◆ **引用原文**:
╔══

给你一个数组a,求ans=(a1+a2)^ (a1+a3)^ …(a n-1+a n),(共(n+1)*n/2项),数组长度是10的5次方,ai是10的7次方的,求ans。
解析:一位一位的算。一堆0和1异或的结果,只和其中的1的个数有关,与0个个数无关。
#include <cstdio>
#include <cstdlib>
#include <cstring>
#include <cmath>
#include <iostream>
#include <iomanip>
#include <string>
#include <algorithm>
#include <stack>
#include <queue>
#include <set>
#include <vector>
#include <map>
#define INF 0x3f3f3f3f
#define LINF 0x3f3f3f3f3f3f3f3f
#define ll long long
#define ull unsigned long long
#define uint unsigned int
#define l(x) ((x)<<1)
#define r(x) ((x)<<1|1)
#define lowbit(x) ((x)&(-(x)))
#define ms(a,b) memset(a,b,sizeof(a))
#define NSYNC std::ios::sync_with_stdio(false);std::cin.tie(0);std::cout.tie(0);
using namespace std;
const int N = 17000000;
int n, a[400009], t1[N + 9], t2[N + 9];
void add(int*t, int x) {
for (; x <= N; x += lowbit(x))
t[x] += 1;
}
int sum(int*t, int x) {
int r = 0;
for (; x; x -= lowbit(x))
r += t[x];
return r;
}
int main() {
int i, j, k, p, q, s = 0;
long long u;
scanf("%d", &n);
for (i = 1; i <= n; ++i)
scanf("%d", a + i);
for (i = 1 << 24; i; i >>= 1) {
u = p = q = 0;
memset(t1, 0, sizeof(t1));
memset(t2, 0, sizeof(t2));
for (j = 1; j <= n; ++j) {
k = a[j] & (i - 1);
if (a[j] & i) {
u += p - sum(t1, i - k) + sum(t2, i - k);
add(t1, k + 1), ++p;
}
else {
u += q - sum(t2, i - k) + sum(t1, i - k);
add(t2, k + 1), ++q;
}
}
if (u & 1)
s |= i;
}
printf("%d", s);
return 0;
}

╚══

◆ **任务说明 A**:
把记录中从包含“Accessibility service: describe where the porous”的那一行起、一直到记录末尾为止的全部内容放入一个两列的CSV，列名为“请求”和“答案”。每条请求占一行，请求文本和答案各放在一个带引号的字段里，字段内的换行改为空格。

◆ **记录集**:

╔══

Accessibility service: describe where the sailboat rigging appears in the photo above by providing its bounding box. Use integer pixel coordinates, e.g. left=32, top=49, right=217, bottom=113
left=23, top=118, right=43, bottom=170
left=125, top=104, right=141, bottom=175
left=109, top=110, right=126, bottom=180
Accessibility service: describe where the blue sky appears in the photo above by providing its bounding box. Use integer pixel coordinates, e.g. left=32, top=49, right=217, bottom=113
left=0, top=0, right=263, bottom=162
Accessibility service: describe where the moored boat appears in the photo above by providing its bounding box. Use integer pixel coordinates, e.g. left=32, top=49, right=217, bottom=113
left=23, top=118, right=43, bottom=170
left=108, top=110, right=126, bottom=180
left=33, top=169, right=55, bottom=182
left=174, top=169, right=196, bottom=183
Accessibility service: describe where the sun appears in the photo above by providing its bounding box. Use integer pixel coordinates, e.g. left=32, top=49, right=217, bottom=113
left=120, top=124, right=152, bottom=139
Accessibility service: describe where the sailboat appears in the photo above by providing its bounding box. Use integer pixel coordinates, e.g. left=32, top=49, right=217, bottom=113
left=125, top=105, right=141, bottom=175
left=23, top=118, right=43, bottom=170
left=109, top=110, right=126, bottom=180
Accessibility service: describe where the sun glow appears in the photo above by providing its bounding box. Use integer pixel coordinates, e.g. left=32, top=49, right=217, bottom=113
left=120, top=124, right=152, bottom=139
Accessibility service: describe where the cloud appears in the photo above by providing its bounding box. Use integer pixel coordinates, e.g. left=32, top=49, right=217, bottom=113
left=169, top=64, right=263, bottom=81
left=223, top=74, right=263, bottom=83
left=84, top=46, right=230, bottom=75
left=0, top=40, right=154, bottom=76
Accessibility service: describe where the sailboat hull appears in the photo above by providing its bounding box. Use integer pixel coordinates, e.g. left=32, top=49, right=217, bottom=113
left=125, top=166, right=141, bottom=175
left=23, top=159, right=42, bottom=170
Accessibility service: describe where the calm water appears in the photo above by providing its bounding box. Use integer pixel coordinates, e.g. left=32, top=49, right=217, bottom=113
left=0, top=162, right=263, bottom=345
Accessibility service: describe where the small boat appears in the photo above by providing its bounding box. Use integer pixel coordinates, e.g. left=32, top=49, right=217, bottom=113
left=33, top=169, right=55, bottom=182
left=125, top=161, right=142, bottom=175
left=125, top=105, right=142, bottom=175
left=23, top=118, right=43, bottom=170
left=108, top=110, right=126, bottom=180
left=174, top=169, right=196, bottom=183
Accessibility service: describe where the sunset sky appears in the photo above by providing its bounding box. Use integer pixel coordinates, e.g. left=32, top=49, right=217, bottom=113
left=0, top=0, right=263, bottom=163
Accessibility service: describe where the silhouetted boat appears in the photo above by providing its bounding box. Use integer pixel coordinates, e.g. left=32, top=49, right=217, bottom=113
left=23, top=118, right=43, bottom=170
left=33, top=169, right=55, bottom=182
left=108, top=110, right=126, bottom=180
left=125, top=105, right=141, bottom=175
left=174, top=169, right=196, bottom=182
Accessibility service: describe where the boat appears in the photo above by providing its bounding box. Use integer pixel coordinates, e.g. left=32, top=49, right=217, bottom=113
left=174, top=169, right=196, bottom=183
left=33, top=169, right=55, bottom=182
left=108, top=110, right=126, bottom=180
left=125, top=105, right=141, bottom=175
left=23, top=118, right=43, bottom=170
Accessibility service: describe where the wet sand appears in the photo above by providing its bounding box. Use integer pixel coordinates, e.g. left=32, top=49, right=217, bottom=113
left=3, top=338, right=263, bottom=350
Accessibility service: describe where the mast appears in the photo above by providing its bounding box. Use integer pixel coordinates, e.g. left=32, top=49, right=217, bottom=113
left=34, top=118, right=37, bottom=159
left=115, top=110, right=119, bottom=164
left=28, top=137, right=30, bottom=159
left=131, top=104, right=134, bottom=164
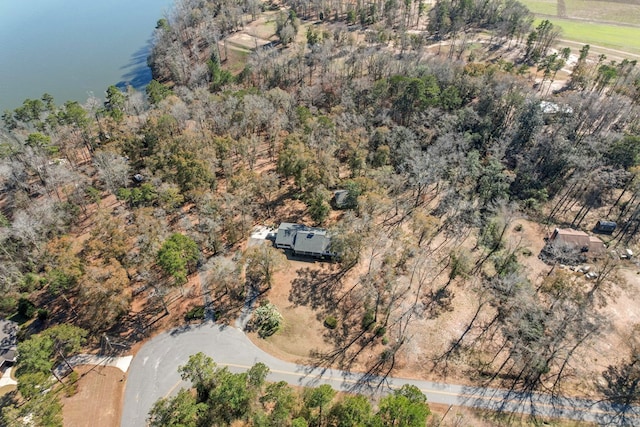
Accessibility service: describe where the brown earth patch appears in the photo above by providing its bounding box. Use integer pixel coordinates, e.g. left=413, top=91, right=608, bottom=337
left=61, top=366, right=125, bottom=427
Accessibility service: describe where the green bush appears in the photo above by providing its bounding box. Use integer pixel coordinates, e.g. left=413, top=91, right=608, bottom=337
left=184, top=305, right=204, bottom=322
left=64, top=371, right=78, bottom=397
left=18, top=297, right=36, bottom=319
left=0, top=295, right=18, bottom=317
left=324, top=316, right=338, bottom=329
left=253, top=302, right=282, bottom=338
left=362, top=309, right=376, bottom=331
left=38, top=308, right=49, bottom=322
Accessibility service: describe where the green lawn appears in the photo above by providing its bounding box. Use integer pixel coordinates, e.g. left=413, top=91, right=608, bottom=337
left=534, top=18, right=640, bottom=54
left=520, top=0, right=640, bottom=26
left=564, top=0, right=640, bottom=26
left=520, top=0, right=558, bottom=16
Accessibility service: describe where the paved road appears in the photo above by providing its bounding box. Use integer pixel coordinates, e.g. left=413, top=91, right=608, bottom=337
left=122, top=322, right=640, bottom=427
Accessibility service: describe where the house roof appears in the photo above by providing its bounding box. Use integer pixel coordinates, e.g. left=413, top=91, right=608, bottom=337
left=276, top=222, right=307, bottom=247
left=293, top=229, right=331, bottom=254
left=276, top=222, right=331, bottom=255
left=551, top=228, right=605, bottom=253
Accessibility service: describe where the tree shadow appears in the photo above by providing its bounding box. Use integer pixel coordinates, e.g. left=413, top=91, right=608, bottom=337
left=115, top=39, right=153, bottom=90
left=597, top=359, right=640, bottom=426
left=456, top=386, right=594, bottom=425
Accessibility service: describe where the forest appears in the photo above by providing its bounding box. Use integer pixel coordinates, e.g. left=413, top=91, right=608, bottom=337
left=0, top=0, right=640, bottom=426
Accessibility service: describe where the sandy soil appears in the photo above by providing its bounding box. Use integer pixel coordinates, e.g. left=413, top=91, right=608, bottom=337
left=62, top=366, right=125, bottom=427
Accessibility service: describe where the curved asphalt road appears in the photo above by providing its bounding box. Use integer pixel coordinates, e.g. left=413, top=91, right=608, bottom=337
left=122, top=322, right=640, bottom=427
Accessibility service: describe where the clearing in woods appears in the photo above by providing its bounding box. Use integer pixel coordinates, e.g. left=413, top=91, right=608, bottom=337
left=522, top=0, right=640, bottom=54
left=62, top=366, right=125, bottom=427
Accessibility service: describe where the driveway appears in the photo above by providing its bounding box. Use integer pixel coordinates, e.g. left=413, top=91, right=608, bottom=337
left=122, top=322, right=640, bottom=427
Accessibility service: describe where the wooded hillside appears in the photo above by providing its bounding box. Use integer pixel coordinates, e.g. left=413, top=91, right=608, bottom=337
left=0, top=0, right=640, bottom=425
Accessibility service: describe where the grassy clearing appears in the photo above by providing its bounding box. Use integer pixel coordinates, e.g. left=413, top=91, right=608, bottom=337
left=521, top=0, right=640, bottom=28
left=520, top=0, right=558, bottom=16
left=564, top=0, right=640, bottom=26
left=534, top=18, right=640, bottom=54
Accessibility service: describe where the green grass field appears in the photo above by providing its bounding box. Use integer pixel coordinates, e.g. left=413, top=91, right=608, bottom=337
left=564, top=0, right=640, bottom=26
left=520, top=0, right=558, bottom=16
left=534, top=18, right=640, bottom=54
left=520, top=0, right=640, bottom=54
left=520, top=0, right=640, bottom=27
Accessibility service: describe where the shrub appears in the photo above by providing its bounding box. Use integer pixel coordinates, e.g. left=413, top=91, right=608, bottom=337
left=324, top=316, right=338, bottom=329
left=64, top=371, right=78, bottom=397
left=38, top=308, right=49, bottom=322
left=18, top=297, right=36, bottom=319
left=362, top=309, right=376, bottom=331
left=254, top=302, right=282, bottom=338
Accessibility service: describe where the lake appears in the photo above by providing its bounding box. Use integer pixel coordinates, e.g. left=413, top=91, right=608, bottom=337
left=0, top=0, right=173, bottom=112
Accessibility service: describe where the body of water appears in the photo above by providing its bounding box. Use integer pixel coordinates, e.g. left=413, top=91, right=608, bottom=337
left=0, top=0, right=173, bottom=112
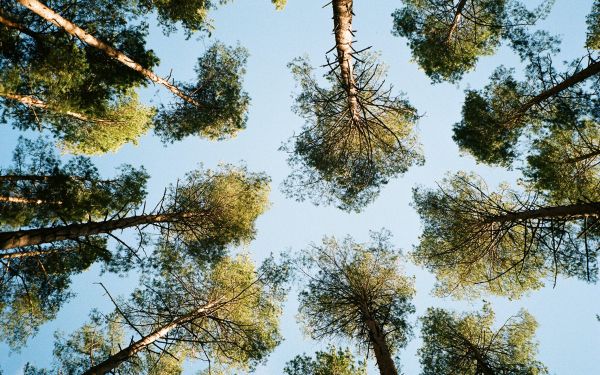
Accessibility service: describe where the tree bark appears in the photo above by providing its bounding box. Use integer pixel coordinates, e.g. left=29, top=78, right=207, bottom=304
left=0, top=195, right=62, bottom=205
left=331, top=0, right=360, bottom=120
left=446, top=0, right=467, bottom=44
left=0, top=213, right=189, bottom=250
left=0, top=93, right=118, bottom=124
left=365, top=318, right=398, bottom=375
left=513, top=61, right=600, bottom=118
left=17, top=0, right=203, bottom=108
left=83, top=302, right=218, bottom=375
left=485, top=202, right=600, bottom=223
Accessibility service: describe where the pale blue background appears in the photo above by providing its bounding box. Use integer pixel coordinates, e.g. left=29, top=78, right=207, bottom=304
left=0, top=0, right=600, bottom=375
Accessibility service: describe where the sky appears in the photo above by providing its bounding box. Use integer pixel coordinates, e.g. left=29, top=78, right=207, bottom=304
left=0, top=0, right=600, bottom=375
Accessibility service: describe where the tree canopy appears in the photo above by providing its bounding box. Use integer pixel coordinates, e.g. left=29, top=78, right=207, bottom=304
left=413, top=173, right=600, bottom=297
left=392, top=0, right=553, bottom=82
left=299, top=232, right=414, bottom=374
left=419, top=304, right=548, bottom=375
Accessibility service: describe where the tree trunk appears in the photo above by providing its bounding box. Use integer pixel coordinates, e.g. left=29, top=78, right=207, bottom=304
left=514, top=61, right=600, bottom=118
left=332, top=0, right=360, bottom=119
left=0, top=93, right=119, bottom=124
left=446, top=0, right=467, bottom=44
left=83, top=302, right=218, bottom=375
left=485, top=202, right=600, bottom=223
left=17, top=0, right=202, bottom=107
left=0, top=195, right=62, bottom=205
left=0, top=213, right=186, bottom=250
left=0, top=11, right=42, bottom=40
left=564, top=149, right=600, bottom=163
left=366, top=318, right=398, bottom=375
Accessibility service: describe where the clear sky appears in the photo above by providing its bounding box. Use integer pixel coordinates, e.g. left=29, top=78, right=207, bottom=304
left=0, top=0, right=600, bottom=375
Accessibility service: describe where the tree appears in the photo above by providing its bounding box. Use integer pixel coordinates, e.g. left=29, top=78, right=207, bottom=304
left=419, top=304, right=548, bottom=375
left=283, top=0, right=423, bottom=211
left=453, top=37, right=600, bottom=165
left=524, top=117, right=600, bottom=204
left=0, top=0, right=249, bottom=154
left=283, top=346, right=367, bottom=375
left=392, top=0, right=553, bottom=82
left=0, top=166, right=268, bottom=254
left=39, top=255, right=288, bottom=374
left=413, top=173, right=600, bottom=298
left=0, top=238, right=112, bottom=349
left=0, top=138, right=148, bottom=229
left=0, top=1, right=158, bottom=154
left=299, top=232, right=414, bottom=374
left=585, top=0, right=600, bottom=50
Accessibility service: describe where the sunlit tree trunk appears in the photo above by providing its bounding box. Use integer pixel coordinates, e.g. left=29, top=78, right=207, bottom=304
left=83, top=302, right=217, bottom=375
left=332, top=0, right=360, bottom=119
left=0, top=213, right=186, bottom=250
left=485, top=202, right=600, bottom=223
left=17, top=0, right=202, bottom=107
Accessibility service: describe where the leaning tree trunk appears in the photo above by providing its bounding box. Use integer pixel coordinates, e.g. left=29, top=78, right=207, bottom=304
left=0, top=213, right=186, bottom=250
left=83, top=301, right=218, bottom=375
left=17, top=0, right=202, bottom=107
left=0, top=93, right=118, bottom=124
left=363, top=307, right=398, bottom=375
left=446, top=0, right=467, bottom=44
left=485, top=202, right=600, bottom=223
left=331, top=0, right=360, bottom=119
left=513, top=61, right=600, bottom=118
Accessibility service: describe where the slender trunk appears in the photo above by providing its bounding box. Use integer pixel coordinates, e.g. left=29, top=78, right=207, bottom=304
left=0, top=195, right=62, bottom=205
left=0, top=11, right=41, bottom=40
left=0, top=93, right=119, bottom=124
left=513, top=61, right=600, bottom=122
left=0, top=213, right=186, bottom=249
left=485, top=202, right=600, bottom=223
left=564, top=149, right=600, bottom=163
left=332, top=0, right=360, bottom=119
left=446, top=0, right=467, bottom=44
left=366, top=319, right=398, bottom=375
left=83, top=302, right=217, bottom=375
left=0, top=249, right=65, bottom=259
left=17, top=0, right=202, bottom=107
left=0, top=174, right=54, bottom=182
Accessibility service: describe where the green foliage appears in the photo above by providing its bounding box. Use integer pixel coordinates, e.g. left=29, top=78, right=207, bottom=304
left=0, top=239, right=112, bottom=349
left=413, top=173, right=598, bottom=298
left=585, top=0, right=600, bottom=50
left=283, top=346, right=367, bottom=375
left=392, top=0, right=553, bottom=82
left=452, top=68, right=528, bottom=165
left=282, top=55, right=423, bottom=211
left=0, top=0, right=158, bottom=154
left=524, top=119, right=600, bottom=204
left=0, top=138, right=148, bottom=228
left=299, top=232, right=415, bottom=352
left=155, top=43, right=250, bottom=142
left=42, top=255, right=289, bottom=375
left=165, top=165, right=270, bottom=249
left=419, top=304, right=548, bottom=375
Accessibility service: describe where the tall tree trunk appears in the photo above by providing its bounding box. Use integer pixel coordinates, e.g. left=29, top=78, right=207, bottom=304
left=331, top=0, right=360, bottom=119
left=0, top=10, right=42, bottom=40
left=446, top=0, right=467, bottom=44
left=564, top=149, right=600, bottom=163
left=513, top=61, right=600, bottom=118
left=83, top=301, right=218, bottom=375
left=0, top=213, right=189, bottom=250
left=0, top=195, right=62, bottom=205
left=17, top=0, right=203, bottom=107
left=365, top=317, right=398, bottom=375
left=0, top=92, right=119, bottom=124
left=485, top=202, right=600, bottom=223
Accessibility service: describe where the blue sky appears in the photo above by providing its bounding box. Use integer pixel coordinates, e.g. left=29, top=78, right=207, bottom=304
left=0, top=0, right=600, bottom=375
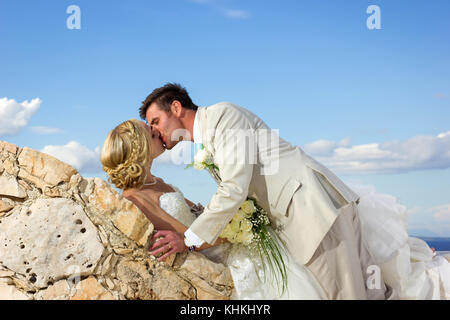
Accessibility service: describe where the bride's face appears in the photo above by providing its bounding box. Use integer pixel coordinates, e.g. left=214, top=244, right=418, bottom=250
left=141, top=122, right=166, bottom=159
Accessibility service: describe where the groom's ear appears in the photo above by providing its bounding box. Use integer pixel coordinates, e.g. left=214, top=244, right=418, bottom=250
left=170, top=100, right=184, bottom=118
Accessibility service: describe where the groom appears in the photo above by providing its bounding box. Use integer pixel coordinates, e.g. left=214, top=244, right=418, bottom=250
left=140, top=83, right=386, bottom=299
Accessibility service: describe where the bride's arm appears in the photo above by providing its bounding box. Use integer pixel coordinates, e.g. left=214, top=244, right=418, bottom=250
left=125, top=193, right=187, bottom=234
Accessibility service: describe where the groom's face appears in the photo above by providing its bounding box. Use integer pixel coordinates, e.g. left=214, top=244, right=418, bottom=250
left=146, top=102, right=183, bottom=150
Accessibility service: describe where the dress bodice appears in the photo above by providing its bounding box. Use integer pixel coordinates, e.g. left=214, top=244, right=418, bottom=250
left=159, top=185, right=196, bottom=228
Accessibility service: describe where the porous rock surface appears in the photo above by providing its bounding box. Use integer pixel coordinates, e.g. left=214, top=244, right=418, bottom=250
left=0, top=141, right=233, bottom=300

╚══

◆ **任务说明 B**:
请重写引用原文中从“#define r(x) ((x)<<1|1)”一直到“x -= lowbit(x))”的全部内容，并在其中用“lsb”替换“lowbit”。

◆ **书面回答 A**:
请求,答案
"Accessibility service: describe where the porous rock surface appears in the photo above by providing its bounding box. Use integer pixel coordinates, e.g. left=214, top=244, right=418, bottom=250","left=0, top=141, right=233, bottom=300"

◆ **书面回答 B**:
#define r(x) ((x)<<1|1)
#define lsb(x) ((x)&(-(x)))
#define ms(a,b) memset(a,b,sizeof(a))
#define NSYNC std::ios::sync_with_stdio(false);std::cin.tie(0);std::cout.tie(0);
using namespace std;
const int N = 17000000;
int n, a[400009], t1[N + 9], t2[N + 9];
void add(int*t, int x) {
for (; x <= N; x += lsb(x))
t[x] += 1;
}
int sum(int*t, int x) {
int r = 0;
for (; x; x -= lsb(x))